(Records of labeled boxes)
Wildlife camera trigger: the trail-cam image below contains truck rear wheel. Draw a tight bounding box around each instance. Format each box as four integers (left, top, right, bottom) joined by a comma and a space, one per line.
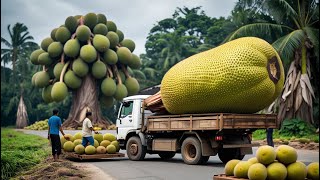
181, 137, 202, 164
126, 136, 147, 161
158, 152, 176, 160
199, 156, 210, 164
218, 148, 245, 164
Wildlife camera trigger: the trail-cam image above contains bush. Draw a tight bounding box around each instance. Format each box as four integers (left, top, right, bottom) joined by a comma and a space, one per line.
279, 119, 316, 137
1, 128, 50, 179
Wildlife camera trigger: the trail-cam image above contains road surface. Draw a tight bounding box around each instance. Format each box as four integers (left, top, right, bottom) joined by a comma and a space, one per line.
18, 130, 319, 180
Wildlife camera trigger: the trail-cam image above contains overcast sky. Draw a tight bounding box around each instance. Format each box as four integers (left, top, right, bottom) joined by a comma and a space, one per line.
1, 0, 237, 55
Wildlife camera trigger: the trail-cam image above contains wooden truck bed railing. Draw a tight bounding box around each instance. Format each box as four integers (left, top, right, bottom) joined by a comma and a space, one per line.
147, 113, 278, 131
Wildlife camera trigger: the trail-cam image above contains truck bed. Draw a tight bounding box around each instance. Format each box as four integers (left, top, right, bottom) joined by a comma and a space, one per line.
146, 113, 278, 132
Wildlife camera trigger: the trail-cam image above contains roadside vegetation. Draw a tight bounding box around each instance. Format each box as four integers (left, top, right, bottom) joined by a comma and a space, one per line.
252, 119, 319, 143
1, 128, 50, 179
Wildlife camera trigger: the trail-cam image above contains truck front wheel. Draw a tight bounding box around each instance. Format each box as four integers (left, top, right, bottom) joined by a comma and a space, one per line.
218, 148, 244, 164
126, 136, 147, 161
181, 137, 202, 164
158, 152, 176, 160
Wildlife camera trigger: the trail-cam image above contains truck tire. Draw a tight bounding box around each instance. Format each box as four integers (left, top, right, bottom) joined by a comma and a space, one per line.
181, 137, 202, 164
126, 136, 147, 161
199, 156, 210, 164
158, 152, 176, 160
218, 148, 245, 164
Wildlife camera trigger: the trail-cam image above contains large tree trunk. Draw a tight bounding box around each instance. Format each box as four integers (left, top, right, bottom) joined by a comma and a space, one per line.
16, 95, 28, 129
62, 74, 113, 129
278, 48, 315, 124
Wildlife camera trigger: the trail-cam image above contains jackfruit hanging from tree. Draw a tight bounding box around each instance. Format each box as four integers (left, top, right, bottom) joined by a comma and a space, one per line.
30, 13, 141, 128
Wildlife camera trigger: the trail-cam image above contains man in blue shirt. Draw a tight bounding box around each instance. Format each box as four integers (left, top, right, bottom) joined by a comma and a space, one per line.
48, 109, 69, 161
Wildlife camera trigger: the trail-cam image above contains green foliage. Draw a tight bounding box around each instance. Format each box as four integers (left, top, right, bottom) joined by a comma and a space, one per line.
279, 119, 316, 137
1, 128, 50, 179
139, 7, 232, 86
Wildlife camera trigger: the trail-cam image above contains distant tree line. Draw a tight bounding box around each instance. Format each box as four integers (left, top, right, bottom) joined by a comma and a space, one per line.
1, 0, 320, 129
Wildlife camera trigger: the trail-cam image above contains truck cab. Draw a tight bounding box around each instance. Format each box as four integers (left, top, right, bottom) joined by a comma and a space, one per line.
116, 95, 152, 145
116, 95, 278, 164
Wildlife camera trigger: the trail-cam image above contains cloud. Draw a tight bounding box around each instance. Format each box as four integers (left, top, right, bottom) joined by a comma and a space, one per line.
1, 0, 236, 55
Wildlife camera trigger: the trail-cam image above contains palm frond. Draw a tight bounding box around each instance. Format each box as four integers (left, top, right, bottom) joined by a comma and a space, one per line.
4, 95, 20, 115
262, 0, 299, 22
1, 49, 11, 55
304, 27, 319, 56
1, 37, 12, 48
306, 1, 319, 25
222, 23, 294, 43
272, 30, 305, 62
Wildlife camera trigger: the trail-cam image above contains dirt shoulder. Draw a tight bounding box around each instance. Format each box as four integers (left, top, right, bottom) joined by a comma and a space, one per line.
13, 157, 115, 180
14, 139, 319, 180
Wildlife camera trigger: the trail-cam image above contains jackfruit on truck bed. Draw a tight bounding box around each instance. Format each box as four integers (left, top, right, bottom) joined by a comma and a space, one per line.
160, 37, 284, 114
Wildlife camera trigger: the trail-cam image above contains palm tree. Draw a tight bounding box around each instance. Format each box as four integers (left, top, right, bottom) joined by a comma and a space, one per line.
1, 23, 38, 83
226, 0, 319, 124
1, 23, 39, 128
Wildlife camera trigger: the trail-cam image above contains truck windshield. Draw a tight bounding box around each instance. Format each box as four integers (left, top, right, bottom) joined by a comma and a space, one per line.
121, 101, 133, 117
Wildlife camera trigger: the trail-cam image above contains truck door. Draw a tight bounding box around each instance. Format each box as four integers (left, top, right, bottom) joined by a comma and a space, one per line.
117, 101, 134, 139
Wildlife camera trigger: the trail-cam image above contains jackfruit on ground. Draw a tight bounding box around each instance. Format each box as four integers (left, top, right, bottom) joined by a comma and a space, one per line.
160, 37, 284, 114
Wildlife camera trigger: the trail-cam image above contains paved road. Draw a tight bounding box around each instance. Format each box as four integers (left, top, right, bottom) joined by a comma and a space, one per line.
18, 130, 319, 180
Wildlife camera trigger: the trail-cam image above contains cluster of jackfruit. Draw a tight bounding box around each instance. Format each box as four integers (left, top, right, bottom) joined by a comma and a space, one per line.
160, 37, 284, 114
30, 13, 141, 107
24, 119, 49, 130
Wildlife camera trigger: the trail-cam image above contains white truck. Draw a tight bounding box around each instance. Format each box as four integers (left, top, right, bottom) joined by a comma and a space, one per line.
116, 95, 278, 164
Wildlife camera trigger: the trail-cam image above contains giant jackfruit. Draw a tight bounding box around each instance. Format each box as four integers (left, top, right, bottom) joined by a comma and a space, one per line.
160, 37, 284, 114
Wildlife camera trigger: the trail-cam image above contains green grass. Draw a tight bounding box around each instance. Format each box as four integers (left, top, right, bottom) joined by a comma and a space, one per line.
252, 129, 319, 143
1, 128, 50, 179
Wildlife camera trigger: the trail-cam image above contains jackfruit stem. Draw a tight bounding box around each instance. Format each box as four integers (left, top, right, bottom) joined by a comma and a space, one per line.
60, 53, 65, 64
112, 65, 122, 84
79, 16, 84, 25
71, 33, 76, 39
60, 61, 70, 82
121, 64, 131, 78
106, 64, 113, 78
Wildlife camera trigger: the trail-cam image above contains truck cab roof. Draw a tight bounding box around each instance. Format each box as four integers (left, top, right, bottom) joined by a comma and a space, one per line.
122, 95, 151, 101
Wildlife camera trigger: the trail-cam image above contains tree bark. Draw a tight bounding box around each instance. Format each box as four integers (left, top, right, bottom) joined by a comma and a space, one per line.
62, 74, 113, 129
278, 48, 315, 124
16, 95, 28, 129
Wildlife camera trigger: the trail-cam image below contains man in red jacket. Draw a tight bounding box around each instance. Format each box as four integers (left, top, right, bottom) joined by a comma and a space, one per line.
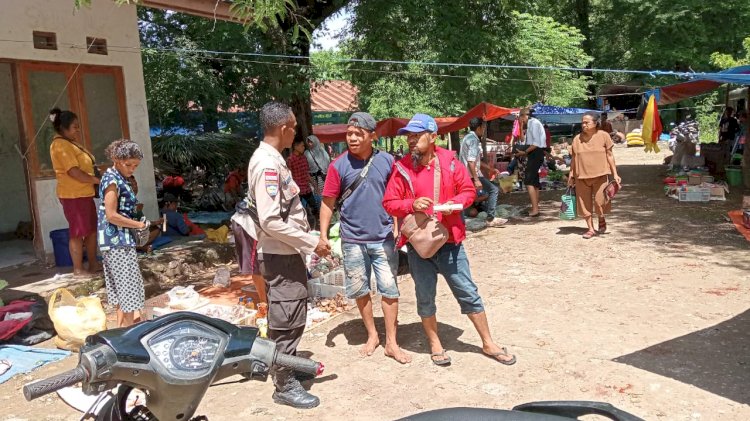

#### [Problem to work on]
Copy out the lines of the listing from the line with "contains truck tire." up to and including the line with "48, 109, 69, 161", keeping every character unchanged.

#### [The output]
Wildlife camera trigger: the trail-cam image above contains truck tire. Draw a tight bounding box around each instance. Format each box as four integers (left, top, right, bottom) joined by a comma and a space, one per line.
181, 137, 202, 164
126, 136, 147, 161
199, 156, 210, 164
158, 152, 176, 160
218, 148, 245, 164
Wildlife camera trigger: the trail-cam image above contains large tree trunk. Draw a tight bounding box around each instance. Format each box as four integers (left, top, right, bottom) joined by a comma and a space, one per line.
16, 95, 28, 129
62, 74, 113, 129
278, 48, 315, 124
Wildlife camera trigger: the trail-cam image above contains jackfruit hanging from tree. Draw a tight bounding box around each instance. Format each box as four integers (left, top, right, bottom) joined by a comma and a space, one per line.
30, 13, 141, 128
Wildlife camera trigger: the trail-cam image above contains man in blue shirt. Draw a tight bounding box around each instance. Format each box as four integers (left, top, right, bottom) joined by a comma and a space, one per line.
48, 109, 69, 161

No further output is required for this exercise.